Your task:
Identify every line in the items below that contains the string "path". Copy each such line in full.

---------------

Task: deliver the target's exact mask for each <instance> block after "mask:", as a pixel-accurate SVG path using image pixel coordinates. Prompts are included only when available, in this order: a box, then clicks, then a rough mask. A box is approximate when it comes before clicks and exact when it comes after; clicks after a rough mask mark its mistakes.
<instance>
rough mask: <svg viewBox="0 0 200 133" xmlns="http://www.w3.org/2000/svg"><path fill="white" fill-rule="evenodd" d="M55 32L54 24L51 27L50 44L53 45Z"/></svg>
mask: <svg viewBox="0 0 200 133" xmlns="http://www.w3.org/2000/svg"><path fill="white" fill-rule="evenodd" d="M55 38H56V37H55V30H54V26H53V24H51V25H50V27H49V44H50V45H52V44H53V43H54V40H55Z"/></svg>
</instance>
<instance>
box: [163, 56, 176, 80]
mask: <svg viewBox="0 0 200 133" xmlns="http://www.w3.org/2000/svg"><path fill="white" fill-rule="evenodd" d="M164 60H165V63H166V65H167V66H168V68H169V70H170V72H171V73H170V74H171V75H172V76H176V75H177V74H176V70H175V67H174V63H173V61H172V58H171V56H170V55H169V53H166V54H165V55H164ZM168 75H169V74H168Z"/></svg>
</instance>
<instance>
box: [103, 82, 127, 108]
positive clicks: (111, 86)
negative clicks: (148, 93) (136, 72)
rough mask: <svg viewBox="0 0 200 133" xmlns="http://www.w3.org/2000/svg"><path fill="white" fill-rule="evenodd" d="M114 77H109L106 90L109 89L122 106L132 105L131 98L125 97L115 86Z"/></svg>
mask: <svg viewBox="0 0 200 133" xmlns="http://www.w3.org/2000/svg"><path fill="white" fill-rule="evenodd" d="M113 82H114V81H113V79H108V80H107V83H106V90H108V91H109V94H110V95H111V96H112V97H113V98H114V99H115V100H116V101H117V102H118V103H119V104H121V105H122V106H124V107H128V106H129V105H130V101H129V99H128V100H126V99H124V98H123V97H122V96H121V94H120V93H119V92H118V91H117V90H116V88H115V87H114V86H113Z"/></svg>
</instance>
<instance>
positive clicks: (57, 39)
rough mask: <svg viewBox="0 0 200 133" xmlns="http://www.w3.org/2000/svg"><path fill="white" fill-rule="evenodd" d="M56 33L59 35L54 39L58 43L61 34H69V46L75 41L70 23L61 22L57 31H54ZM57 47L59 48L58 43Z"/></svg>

---------------

Result for this exercise:
Task: deliver the target's exact mask for each <instance> block after "mask:", as a pixel-accurate SVG path using image pixel coordinates. Prompts are included only when available, in this order: a box, then clicks, then a rough mask. A box is approximate when it comes before clicks and exact when it comes after; clicks after a rough mask mark its mistakes.
rough mask: <svg viewBox="0 0 200 133" xmlns="http://www.w3.org/2000/svg"><path fill="white" fill-rule="evenodd" d="M55 32L54 24L51 27L50 44L53 45Z"/></svg>
mask: <svg viewBox="0 0 200 133" xmlns="http://www.w3.org/2000/svg"><path fill="white" fill-rule="evenodd" d="M55 38H56V37H55V30H54V26H53V24H51V25H50V27H49V44H50V45H52V44H53V43H54V40H55Z"/></svg>
mask: <svg viewBox="0 0 200 133" xmlns="http://www.w3.org/2000/svg"><path fill="white" fill-rule="evenodd" d="M164 60H165V63H166V65H167V66H168V68H169V70H170V72H171V73H170V74H171V75H172V76H176V75H177V74H176V70H175V67H174V63H173V61H172V58H171V56H170V55H169V53H166V54H165V55H164ZM168 75H169V74H168Z"/></svg>
rough mask: <svg viewBox="0 0 200 133" xmlns="http://www.w3.org/2000/svg"><path fill="white" fill-rule="evenodd" d="M114 77H109L106 90L109 89L122 106L132 105L131 98L125 97L115 86Z"/></svg>
mask: <svg viewBox="0 0 200 133" xmlns="http://www.w3.org/2000/svg"><path fill="white" fill-rule="evenodd" d="M113 82H114V81H113V79H108V80H107V83H106V90H108V91H109V94H110V95H111V96H112V97H113V98H114V99H115V100H116V101H117V102H118V103H119V104H121V105H122V106H124V107H128V106H129V105H130V101H129V99H128V100H126V99H124V98H123V97H122V96H121V94H120V93H119V92H118V91H117V90H116V88H115V87H114V86H113Z"/></svg>
rough mask: <svg viewBox="0 0 200 133" xmlns="http://www.w3.org/2000/svg"><path fill="white" fill-rule="evenodd" d="M56 33L59 35L54 39L58 43L61 34H69V46L75 41L70 23L61 22L57 31H54ZM57 47L59 48L58 43Z"/></svg>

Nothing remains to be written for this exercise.